### [PROBLEM]
Every line of the listing must be reproduced as it stands. Leave the images behind.

### [Named-object pointing records]
* * * * * * *
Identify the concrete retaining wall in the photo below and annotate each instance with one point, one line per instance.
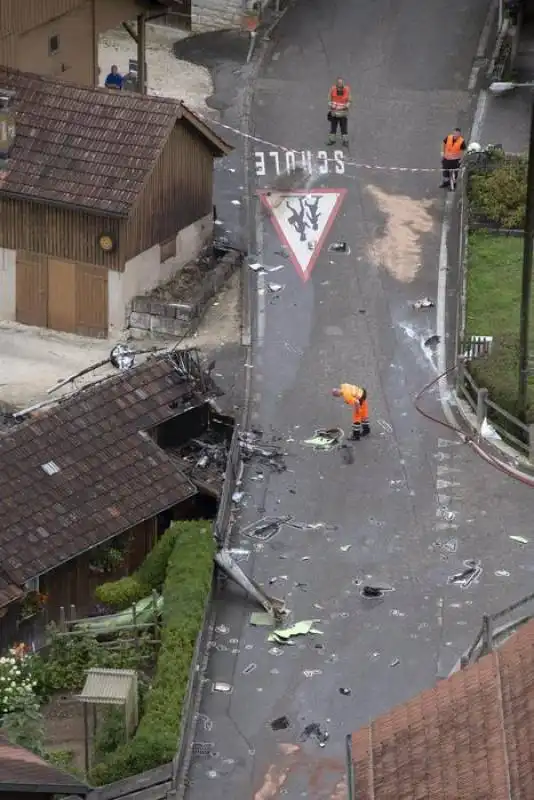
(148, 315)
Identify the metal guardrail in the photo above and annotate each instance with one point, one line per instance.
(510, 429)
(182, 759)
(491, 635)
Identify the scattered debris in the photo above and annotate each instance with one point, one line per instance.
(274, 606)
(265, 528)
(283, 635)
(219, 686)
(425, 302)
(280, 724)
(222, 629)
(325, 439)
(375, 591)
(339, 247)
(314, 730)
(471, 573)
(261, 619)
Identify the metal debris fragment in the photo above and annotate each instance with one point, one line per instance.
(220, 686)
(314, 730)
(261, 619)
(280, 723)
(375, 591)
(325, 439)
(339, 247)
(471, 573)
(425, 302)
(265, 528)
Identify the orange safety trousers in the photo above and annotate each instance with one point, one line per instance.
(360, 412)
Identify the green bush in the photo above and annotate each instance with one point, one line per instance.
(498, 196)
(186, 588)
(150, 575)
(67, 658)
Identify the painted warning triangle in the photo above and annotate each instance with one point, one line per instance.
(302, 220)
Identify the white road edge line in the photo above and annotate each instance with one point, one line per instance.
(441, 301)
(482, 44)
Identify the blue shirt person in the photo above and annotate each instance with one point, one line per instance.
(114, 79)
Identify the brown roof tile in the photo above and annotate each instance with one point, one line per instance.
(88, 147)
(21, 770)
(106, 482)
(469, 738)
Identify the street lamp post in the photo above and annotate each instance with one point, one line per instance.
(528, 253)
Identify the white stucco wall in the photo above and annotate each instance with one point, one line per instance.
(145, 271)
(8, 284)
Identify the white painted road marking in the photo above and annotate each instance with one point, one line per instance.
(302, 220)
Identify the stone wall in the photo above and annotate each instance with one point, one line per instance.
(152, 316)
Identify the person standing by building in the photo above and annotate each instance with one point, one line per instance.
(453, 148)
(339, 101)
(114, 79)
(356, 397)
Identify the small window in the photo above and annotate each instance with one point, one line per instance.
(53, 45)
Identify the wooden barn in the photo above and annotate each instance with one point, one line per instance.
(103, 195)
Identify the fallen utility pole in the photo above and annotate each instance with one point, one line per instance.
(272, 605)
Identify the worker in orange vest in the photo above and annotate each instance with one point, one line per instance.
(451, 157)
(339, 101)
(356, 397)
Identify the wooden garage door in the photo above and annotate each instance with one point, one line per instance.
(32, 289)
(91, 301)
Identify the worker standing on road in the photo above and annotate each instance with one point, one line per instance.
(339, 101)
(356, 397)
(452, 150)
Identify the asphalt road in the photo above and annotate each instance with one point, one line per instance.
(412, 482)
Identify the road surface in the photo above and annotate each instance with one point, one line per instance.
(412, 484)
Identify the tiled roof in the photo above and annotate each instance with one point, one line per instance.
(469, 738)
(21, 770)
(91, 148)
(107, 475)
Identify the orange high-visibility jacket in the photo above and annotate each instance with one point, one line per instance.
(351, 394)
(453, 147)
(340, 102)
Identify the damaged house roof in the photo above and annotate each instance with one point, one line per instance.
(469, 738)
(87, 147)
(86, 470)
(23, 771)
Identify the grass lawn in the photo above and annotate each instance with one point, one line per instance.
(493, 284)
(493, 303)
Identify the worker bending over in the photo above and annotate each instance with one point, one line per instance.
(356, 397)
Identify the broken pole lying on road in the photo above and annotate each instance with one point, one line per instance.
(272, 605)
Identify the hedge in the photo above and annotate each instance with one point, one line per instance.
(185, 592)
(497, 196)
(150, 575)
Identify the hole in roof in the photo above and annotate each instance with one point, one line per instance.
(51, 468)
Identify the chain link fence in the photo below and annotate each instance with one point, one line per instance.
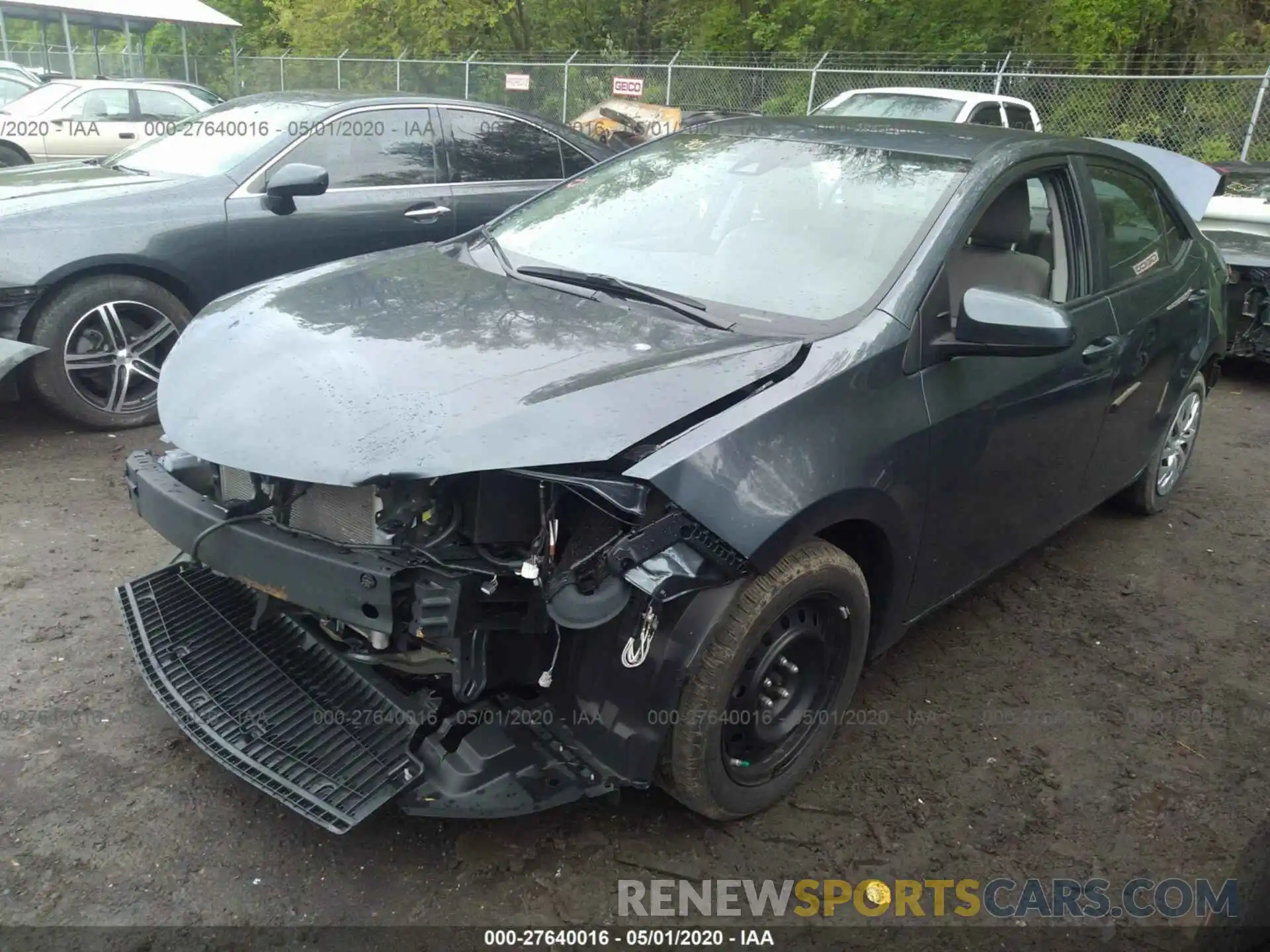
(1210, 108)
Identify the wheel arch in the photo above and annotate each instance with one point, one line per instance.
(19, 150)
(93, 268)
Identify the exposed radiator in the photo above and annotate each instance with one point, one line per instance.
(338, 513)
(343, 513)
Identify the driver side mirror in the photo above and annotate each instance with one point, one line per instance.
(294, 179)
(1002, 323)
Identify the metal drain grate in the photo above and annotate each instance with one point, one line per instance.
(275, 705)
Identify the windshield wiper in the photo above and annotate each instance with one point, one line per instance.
* * * * * * *
### [RESULT OF THIS TASK]
Identify the concrete retaining wall in the photo below and annotate each instance with one point, one line per instance.
(148, 315)
Identify the metal guardrail in the photo above and annotate each instance with one point, one line per instance.
(510, 429)
(182, 759)
(491, 635)
Identify the scattered debris in the photo above and annotate each instance with one point, one line per instance.
(274, 606)
(265, 528)
(283, 635)
(219, 686)
(425, 302)
(280, 724)
(222, 629)
(325, 439)
(375, 591)
(339, 247)
(314, 730)
(471, 573)
(261, 619)
Identify the metal debris fragment in the photo above and annotate each instance with one point, one line per instance.
(220, 686)
(314, 730)
(261, 619)
(280, 723)
(375, 591)
(325, 439)
(339, 247)
(471, 573)
(425, 302)
(265, 528)
Identify the orange safety trousers in the photo above and annotate each instance with one point, one line per instance.
(360, 412)
Identify the green bush in the photo above and annotate each instance with one point, one line per instance.
(498, 196)
(186, 588)
(150, 575)
(67, 658)
Identify the painted warning triangle in the photo above and annotate each instance with one point, one line per instance.
(302, 220)
Identify the white road edge line in the photo above and annotate each instance with one point, one line per instance.
(441, 301)
(482, 44)
Identify the blue shirt person in the photo above and annotate each instance with one point, one line per instance.
(114, 79)
Identify the brown roof tile in the photo above and annotate each instance with one point, one line per instance.
(88, 147)
(21, 770)
(106, 482)
(469, 738)
Identify the street lamp post in the photo above and annotate each instance with one point, one line per instance.
(528, 253)
Identify the white stucco wall in the photo above and annotate each instance with one point, one line per instance.
(145, 271)
(8, 284)
Identify the white painted road marking in the photo above and annotate each instance with one point, one line per instance.
(302, 220)
Identify the stone wall in the photo above and annotate each instance with one point, one line per instance.
(152, 316)
Identify the person standing by building in the photo above and annotate each instance with one point, one line per instance.
(453, 148)
(339, 101)
(114, 79)
(356, 397)
Identify the small window in the photo above and annotate each instance with one point, one line per instance.
(53, 45)
Identify the wooden barn in the photo above and annotate each instance with one point, one line per instance.
(103, 195)
Identify the fallen utility pole in the photo above and annotate each instance with one point, one line per instance.
(272, 605)
Identify the worker in orange vest in the photo above and annotate each instance with one point, one line per instance.
(451, 157)
(339, 101)
(356, 397)
Identify the wooden garage door in the photo above and annotate each instance with one point, one line per instance.
(32, 289)
(91, 301)
Identify the worker standing on road in the photo above and annotate each instance with one point, one line per instance.
(339, 101)
(356, 397)
(452, 150)
Identify the asphalt road in the photo above and annotate each instance with one point, one line per instance.
(412, 482)
Identify the road surface in the photo above and annotate each instance with one point, one line per instance.
(412, 484)
Identify the tiled roof in the photo above and annotate each instance with one point, one line per instance.
(469, 738)
(21, 770)
(91, 148)
(107, 475)
Identify the orange high-visibility jacket in the photo above and annotate each instance with one point, one line per instance.
(351, 394)
(453, 147)
(340, 102)
Identify the damaged house roof in the photo above and annotate each instance with one point, one line per instance.
(469, 738)
(87, 147)
(86, 470)
(23, 771)
Identify the grass lawn in the photo above and annotate each instance with one point, one line per instance.
(493, 284)
(493, 303)
Identify the worker bending over in the photo above and annotate each instance with one point, one line per instance.
(356, 397)
Identify the broken pole lying on road in the photo above and annotate each instance with one point, one line per instance.
(272, 605)
Identify the hedge in the photo above and annotate each instance with one point, one line per instance.
(185, 592)
(497, 196)
(150, 575)
Identify the hole in roof in the photo above and annotate each instance with one point, one line per instance.
(51, 468)
Identify the chain link fence in the photo below and annotate each instance with one point, one line per instance.
(1210, 108)
Identify the wheel arch in the photo above and annotate each instance with one point, one line per instance.
(19, 150)
(93, 268)
Identify the exposed radiator in the photo above and annotate each instance with one point, one line per instance.
(338, 513)
(343, 513)
Identify the driver side mirror in the photo above and annotate each instance with one point, one line per instance.
(294, 179)
(1002, 323)
Identify the metal drain grate in the photo above and annotate each instance with one point, one line per instance.
(275, 705)
Identify the windshield wiper in the photo above and annotate each instance with one point, one line per instance.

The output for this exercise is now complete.